- Problem to solve:
Each record has to be returned exactly as it appears.

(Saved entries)
[Start of section]

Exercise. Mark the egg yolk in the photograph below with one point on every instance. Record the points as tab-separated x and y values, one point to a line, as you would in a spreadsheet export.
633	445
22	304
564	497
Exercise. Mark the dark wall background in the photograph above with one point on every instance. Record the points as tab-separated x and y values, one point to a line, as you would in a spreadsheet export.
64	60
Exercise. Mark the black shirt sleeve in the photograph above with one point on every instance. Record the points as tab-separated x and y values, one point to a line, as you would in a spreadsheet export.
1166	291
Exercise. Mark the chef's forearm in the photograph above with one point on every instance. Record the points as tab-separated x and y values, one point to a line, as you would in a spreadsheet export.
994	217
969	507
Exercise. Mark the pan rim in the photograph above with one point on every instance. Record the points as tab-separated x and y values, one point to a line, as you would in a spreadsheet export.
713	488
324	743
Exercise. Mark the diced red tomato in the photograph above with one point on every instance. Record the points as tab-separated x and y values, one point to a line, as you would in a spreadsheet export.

[End of section]

- Reply:
Exercise. Mark the egg yolk in the photograph below with one point on every instance. Record the points as tab-separated x and y values, one point to a line, as you would in a spreadsheet export.
633	445
22	304
564	497
Exercise. Mark the dark wall background in the photograph above with one point on every instance. Record the points as tab-separated x and y values, one point to a line, as you would in a spreadsheet export.
64	60
Exercise. Mark the black shirt sleeve in the photograph above with one point on every instance. Record the points as tab-separated x and y values, one point to a line, as you would in a spreadsheet export.
1166	291
Exercise. Mark the chef's forearm in the photograph above with one point on every instance. Record the points as tab-separated x and y values, one point to a line, as you would in a spreadsheet export.
994	217
969	507
Exercise. Mark the pan rim in the photograph above with one point on every instance. Record the points as tab-separated x and y values, one point to a line, as you would in a spreadsheet export.
713	488
324	743
Exercise. Mark the diced red tomato in the photograph above with one point on every instance. Record the points as tab-separated x and y values, one point to a line, as you would in a spreadsheet export.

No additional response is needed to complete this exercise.